■ **What is asked**: Report every line below that contains the word "grass", copying each such line in full.

##### Data shown #####

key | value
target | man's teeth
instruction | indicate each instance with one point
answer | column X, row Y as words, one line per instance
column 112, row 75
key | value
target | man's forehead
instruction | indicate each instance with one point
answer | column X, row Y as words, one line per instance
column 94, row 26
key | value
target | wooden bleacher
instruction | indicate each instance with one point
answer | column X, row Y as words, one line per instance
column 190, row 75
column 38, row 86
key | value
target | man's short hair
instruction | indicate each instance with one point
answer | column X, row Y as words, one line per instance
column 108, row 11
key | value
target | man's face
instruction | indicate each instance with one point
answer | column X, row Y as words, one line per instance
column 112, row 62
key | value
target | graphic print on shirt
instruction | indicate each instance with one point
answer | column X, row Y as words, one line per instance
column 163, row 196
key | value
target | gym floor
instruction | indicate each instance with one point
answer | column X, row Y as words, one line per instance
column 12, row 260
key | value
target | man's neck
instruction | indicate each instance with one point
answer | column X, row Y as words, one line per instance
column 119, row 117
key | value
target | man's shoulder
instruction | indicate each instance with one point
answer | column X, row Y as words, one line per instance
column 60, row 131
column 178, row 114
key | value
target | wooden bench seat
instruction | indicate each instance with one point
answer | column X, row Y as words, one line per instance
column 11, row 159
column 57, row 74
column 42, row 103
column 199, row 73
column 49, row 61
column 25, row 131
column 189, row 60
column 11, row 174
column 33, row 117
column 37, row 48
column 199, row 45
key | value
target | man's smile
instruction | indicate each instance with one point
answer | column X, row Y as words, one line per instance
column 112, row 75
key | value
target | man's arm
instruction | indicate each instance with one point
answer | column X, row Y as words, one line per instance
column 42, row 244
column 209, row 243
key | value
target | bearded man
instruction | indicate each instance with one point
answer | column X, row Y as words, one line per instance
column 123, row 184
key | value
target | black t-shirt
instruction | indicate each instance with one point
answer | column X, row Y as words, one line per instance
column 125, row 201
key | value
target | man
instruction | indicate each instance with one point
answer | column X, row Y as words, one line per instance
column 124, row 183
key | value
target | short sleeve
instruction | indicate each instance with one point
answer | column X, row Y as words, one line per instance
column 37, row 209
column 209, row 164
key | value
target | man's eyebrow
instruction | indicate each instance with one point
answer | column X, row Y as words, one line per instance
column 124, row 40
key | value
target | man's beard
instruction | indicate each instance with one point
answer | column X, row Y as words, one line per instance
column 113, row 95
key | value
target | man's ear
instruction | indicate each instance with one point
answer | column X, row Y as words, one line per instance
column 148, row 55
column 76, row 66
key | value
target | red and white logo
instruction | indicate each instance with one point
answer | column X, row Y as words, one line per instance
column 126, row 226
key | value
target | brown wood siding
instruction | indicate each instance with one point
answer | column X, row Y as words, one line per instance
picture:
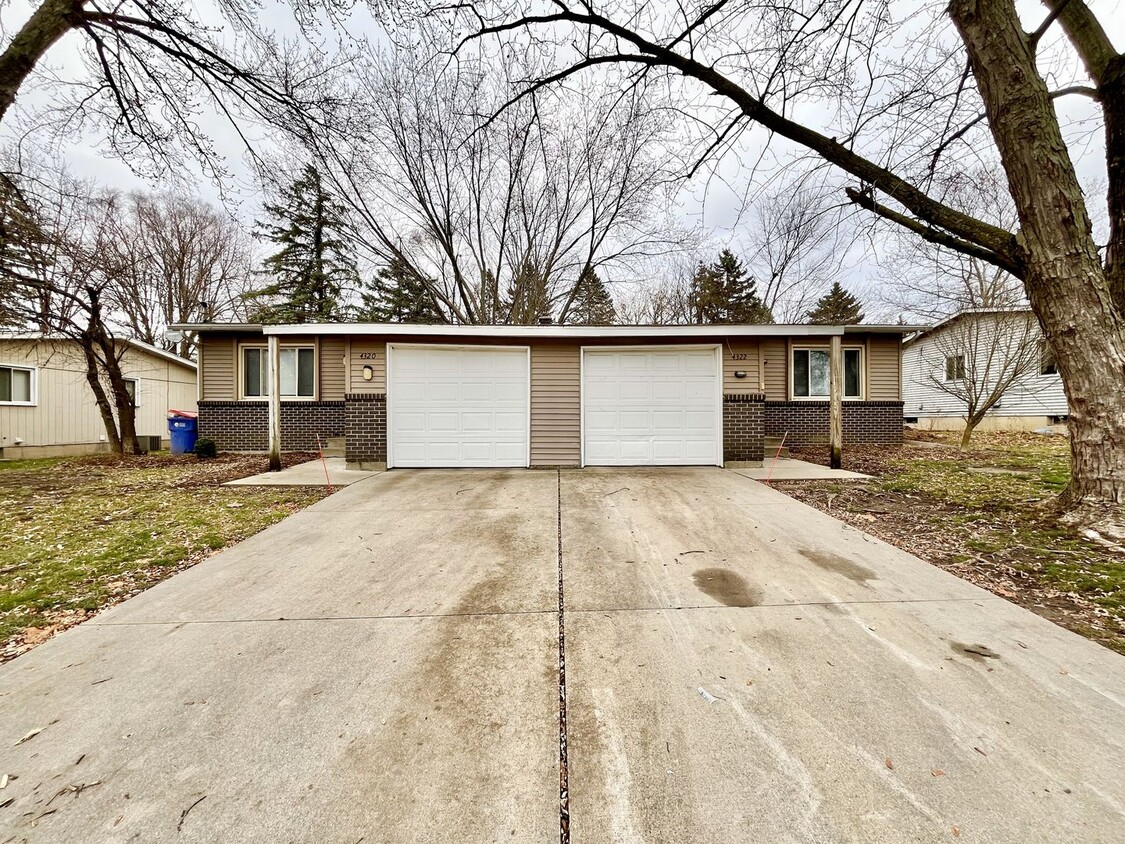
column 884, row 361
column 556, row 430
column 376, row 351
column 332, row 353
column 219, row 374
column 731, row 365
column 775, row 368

#####
##### Data shown #####

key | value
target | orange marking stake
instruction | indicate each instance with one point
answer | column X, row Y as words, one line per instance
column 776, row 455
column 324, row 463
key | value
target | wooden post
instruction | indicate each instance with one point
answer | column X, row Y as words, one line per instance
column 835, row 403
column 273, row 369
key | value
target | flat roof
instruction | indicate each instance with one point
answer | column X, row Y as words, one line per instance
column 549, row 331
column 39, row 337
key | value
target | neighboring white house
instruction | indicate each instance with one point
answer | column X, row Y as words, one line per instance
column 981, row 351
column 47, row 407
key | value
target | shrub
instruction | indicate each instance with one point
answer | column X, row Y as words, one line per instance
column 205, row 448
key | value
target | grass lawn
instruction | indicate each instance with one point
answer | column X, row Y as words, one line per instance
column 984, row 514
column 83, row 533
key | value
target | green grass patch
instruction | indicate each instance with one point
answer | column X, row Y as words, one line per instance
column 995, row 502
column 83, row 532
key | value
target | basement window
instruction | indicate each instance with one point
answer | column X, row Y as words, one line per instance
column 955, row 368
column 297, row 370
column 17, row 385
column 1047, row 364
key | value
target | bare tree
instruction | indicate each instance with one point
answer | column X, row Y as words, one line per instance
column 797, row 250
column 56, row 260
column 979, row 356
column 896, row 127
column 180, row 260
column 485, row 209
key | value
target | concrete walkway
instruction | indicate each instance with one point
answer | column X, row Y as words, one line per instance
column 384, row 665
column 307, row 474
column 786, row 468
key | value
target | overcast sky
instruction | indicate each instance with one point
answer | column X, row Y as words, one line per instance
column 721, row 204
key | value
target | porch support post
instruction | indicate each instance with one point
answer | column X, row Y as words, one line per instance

#####
##### Data shown #####

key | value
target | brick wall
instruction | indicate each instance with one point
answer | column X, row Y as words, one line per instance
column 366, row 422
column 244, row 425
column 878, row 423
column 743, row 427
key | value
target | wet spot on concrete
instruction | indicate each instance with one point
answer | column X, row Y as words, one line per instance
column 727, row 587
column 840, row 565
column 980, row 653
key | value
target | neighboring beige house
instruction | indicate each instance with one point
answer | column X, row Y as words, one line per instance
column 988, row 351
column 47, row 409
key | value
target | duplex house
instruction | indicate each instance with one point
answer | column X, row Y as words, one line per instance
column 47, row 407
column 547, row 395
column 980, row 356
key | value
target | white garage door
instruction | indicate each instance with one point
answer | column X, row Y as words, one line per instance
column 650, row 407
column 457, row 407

#####

■ **Reply**:
target | grass lawn
target | green grass patch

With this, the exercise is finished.